Stored data entries:
==========

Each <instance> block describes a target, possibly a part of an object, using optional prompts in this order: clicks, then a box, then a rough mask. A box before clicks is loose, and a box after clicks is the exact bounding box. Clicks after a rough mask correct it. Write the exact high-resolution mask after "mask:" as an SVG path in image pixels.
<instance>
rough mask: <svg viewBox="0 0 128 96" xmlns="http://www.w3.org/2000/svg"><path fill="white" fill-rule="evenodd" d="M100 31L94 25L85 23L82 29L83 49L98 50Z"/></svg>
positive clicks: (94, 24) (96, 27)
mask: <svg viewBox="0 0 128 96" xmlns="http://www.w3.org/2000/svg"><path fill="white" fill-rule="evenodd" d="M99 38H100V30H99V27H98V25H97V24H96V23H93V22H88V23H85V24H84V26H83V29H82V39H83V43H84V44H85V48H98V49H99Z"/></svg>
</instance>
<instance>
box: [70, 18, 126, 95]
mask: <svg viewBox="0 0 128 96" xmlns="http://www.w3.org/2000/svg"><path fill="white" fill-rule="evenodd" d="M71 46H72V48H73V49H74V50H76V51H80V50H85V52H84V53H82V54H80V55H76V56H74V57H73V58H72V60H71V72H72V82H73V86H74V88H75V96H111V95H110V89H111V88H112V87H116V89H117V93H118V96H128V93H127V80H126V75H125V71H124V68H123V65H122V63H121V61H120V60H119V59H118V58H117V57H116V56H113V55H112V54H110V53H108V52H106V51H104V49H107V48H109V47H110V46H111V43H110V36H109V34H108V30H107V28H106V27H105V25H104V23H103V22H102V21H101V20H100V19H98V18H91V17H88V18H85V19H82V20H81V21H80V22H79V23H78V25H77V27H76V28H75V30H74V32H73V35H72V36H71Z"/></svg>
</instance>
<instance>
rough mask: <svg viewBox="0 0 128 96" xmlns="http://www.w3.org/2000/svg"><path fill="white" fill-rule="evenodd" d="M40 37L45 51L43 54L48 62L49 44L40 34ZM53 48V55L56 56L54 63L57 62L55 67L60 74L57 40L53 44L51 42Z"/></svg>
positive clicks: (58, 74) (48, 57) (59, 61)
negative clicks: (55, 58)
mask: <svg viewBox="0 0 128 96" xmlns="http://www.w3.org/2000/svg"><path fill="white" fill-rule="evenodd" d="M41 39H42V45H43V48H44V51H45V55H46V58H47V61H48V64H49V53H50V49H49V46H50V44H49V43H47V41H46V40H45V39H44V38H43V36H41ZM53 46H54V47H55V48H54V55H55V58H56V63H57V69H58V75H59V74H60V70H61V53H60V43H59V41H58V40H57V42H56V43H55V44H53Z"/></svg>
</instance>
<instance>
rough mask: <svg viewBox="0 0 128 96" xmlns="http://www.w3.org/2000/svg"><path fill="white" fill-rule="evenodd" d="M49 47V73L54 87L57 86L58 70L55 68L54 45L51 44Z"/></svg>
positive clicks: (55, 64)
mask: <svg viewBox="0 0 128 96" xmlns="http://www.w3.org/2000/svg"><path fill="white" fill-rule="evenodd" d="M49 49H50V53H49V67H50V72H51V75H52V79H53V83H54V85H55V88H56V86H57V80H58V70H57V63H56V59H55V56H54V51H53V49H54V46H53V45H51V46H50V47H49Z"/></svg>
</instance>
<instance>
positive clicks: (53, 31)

==========

Of all the lines in the data above, show only those that hold the word "rough".

Each <instance> block describes a target, possibly a part of an object, using optional prompts in this order: clicks, then a box, then a rough mask. A box before clicks is loose, and a box after clicks is the exact bounding box. Clicks after a rough mask correct it. Write the exact high-resolution mask after "mask:" as an SVG path in image pixels.
rough mask: <svg viewBox="0 0 128 96" xmlns="http://www.w3.org/2000/svg"><path fill="white" fill-rule="evenodd" d="M100 31L94 25L85 23L82 29L83 49L98 50Z"/></svg>
rough mask: <svg viewBox="0 0 128 96" xmlns="http://www.w3.org/2000/svg"><path fill="white" fill-rule="evenodd" d="M40 37L45 51L43 54L48 62L49 44L40 34ZM53 48V55L56 56L54 63L57 62L55 67L60 74L57 40L53 44L51 42Z"/></svg>
rough mask: <svg viewBox="0 0 128 96" xmlns="http://www.w3.org/2000/svg"><path fill="white" fill-rule="evenodd" d="M49 47V73L54 87L57 86L58 70L55 68L54 45L51 44Z"/></svg>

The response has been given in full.